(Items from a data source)
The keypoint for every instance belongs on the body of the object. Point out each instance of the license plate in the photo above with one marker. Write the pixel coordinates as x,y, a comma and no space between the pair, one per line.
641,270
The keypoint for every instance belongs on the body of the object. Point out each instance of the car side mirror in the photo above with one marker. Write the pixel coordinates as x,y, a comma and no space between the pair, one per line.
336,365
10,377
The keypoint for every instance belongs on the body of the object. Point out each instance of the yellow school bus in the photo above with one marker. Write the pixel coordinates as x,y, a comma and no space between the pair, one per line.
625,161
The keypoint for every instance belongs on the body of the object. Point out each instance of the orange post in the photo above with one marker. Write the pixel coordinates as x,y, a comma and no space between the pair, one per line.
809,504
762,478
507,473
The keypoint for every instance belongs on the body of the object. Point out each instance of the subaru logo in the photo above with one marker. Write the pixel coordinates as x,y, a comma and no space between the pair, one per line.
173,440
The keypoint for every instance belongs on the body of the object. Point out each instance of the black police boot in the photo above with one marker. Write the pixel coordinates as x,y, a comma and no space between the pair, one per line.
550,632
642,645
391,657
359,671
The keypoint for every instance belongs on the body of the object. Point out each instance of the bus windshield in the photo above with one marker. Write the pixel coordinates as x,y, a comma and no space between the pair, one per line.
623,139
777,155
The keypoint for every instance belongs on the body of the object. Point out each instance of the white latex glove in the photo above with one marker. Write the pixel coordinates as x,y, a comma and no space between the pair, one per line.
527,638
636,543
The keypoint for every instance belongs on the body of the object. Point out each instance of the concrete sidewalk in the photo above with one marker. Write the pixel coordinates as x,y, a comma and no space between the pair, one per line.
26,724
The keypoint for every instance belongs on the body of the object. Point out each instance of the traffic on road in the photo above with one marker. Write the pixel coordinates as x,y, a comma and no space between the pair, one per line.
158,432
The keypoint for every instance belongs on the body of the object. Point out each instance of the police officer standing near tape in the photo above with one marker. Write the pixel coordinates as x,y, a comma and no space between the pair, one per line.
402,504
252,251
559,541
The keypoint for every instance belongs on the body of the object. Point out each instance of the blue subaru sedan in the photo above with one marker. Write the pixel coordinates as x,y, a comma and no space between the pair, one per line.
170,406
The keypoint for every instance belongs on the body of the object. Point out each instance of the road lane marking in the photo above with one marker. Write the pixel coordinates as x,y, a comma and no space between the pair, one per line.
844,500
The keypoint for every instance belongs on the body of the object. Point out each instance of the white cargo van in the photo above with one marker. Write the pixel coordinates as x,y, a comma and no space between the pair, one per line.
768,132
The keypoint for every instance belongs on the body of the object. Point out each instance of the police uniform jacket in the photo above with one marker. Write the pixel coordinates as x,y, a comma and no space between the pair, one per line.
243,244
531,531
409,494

Exercise =
Can you give again the items starting at the line containing "of the blue" and ending with the last item, requests included, shifting every coordinate number in the answers by adding 36?

Written solution =
The keypoint for every instance belongs on the body of the object. Point out each instance of the blue subaru sedan in the photo above with one marker. Write the pixel coordinates as x,y, a comma and no space between the pair, one per line.
206,442
The keypoint for every instance belongs on the body of the object. Point out each instance of the road lane marking in the photo above with one marker. Write the pixel coordinates as x,y, a comma and no space between the pair, one per line.
880,536
The keypoint for every instance belongs on the body of the object. Point out each instance of the white cargo van in the photo above with one marker. Write the pixel coordinates as x,y, a comma and no space between the pair, one per line.
804,168
The keypoint for every instance belongs on the body of the object. Point out each instance of the police uniform jacket in the photo above with one marker. Write the pixel coordinates as x,y, a comma and no space between the pair, one per line.
279,280
567,567
445,530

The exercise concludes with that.